Print out the data below in full, exactly as written.

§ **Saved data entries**

=== Section Start ===

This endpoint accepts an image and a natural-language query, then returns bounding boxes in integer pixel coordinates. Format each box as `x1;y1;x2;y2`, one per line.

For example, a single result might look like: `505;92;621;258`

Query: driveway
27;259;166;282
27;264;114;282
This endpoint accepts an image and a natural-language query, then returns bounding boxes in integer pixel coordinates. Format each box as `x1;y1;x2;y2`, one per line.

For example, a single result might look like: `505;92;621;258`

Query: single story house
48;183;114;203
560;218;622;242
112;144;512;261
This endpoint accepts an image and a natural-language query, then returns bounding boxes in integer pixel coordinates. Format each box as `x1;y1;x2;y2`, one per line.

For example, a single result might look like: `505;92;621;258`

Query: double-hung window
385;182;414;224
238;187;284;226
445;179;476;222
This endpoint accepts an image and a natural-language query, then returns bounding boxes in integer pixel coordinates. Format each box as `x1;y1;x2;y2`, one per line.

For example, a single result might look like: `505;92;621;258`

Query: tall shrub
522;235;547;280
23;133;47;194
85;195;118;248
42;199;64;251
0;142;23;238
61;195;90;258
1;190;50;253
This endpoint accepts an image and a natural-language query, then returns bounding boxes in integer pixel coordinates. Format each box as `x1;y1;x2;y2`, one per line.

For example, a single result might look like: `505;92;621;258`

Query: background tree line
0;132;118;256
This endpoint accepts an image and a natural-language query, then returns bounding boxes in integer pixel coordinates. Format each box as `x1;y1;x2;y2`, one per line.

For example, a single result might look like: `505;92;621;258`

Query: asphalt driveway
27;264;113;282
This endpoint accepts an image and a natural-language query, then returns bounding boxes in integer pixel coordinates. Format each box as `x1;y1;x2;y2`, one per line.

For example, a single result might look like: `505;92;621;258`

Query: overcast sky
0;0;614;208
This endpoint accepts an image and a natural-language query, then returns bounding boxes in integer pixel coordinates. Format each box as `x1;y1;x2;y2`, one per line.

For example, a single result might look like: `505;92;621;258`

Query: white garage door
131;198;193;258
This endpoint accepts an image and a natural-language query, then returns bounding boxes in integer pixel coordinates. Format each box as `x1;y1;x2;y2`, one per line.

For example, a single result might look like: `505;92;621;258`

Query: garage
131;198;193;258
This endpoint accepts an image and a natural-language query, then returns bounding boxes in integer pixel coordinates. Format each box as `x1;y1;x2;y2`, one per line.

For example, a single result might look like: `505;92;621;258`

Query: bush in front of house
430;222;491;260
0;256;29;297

=== Section End ===

§ **Written solution**
This endpoint accepts an image and a natural-language query, then returns bounding boxes in integer pixel coordinates. Format each box as `x1;y1;x2;y2`, one per line.

For example, a single result might look like: `505;92;621;258`

Query: driveway
27;259;166;282
27;264;114;282
This endpoint accepts an image and a natural-language query, then returns bounding boxes in integer pixel coordinates. Format each box as `x1;y1;x2;y2`, one per line.

For example, a single result might look like: `505;92;621;258`

Query: single story house
48;183;114;203
560;218;622;242
112;144;512;261
This endpoint accepts an image and a natural-language query, then returns bounding boxes in integer pixel coordinates. Format each box as `x1;y1;x2;y2`, one per line.

For example, a single result might look like: `505;92;621;258`

Query: double-hung window
385;182;414;224
238;187;284;226
445;179;476;222
This endpoint accepts an image and a natural-language query, then returns bounding boxes in integer pixel coordinates. Format each box as `x1;y1;x2;y2`, one per line.

For example, a single result might look like: `505;92;621;258`

Query: tall shrub
522;235;547;280
23;133;47;194
85;195;118;248
42;199;64;251
0;142;23;238
61;195;90;258
1;190;50;253
This endpoint accepts an image and a natural-language query, then returns bounding boxes in integer pixel coordinates. Format each box as `x1;y1;x2;y2`, one per line.

For example, a single result might look like: `505;92;621;258`

Query: background tree line
0;132;118;256
This endpoint accepts an image and a natural-language query, then returns bounding boxes in integer pixel coordinates. Format each box as `x1;y1;x2;y2`, one per line.

For example, a single result might look like: `505;92;621;258`

Query: asphalt driveway
27;264;113;282
This endpoint accepts an image and a natural-language query, then returns bounding boxes in integer pixel coordinates. Format each box as `x1;y1;x2;y2`, one per line.

For example, a single result might look like: `505;92;621;258`

Query: overcast sky
0;0;614;208
This endpoint accepts an image and a natural-language query, then returns bounding boxes in integer pixel coordinates. Format each box as `x1;y1;x2;y2`, one per line.

For example, a single result might look like: `505;92;621;258`

Query: white garage door
131;198;193;258
This endpoint accepts an image and a natural-language query, then returns bounding boxes in integer pixel coordinates. Format each box as `x1;y1;x2;y2`, one per line.

For example, a single result might look like: `505;92;621;258`

Query: garage
131;198;193;258
This endpoint accepts an image and a natural-language query, then returns bounding boxes in integer pixel coordinates. Format each box as `x1;y1;x2;y2`, one per line.

For example, a single result might look like: `505;92;621;258`

Query: bush in front of house
430;222;491;260
0;256;29;297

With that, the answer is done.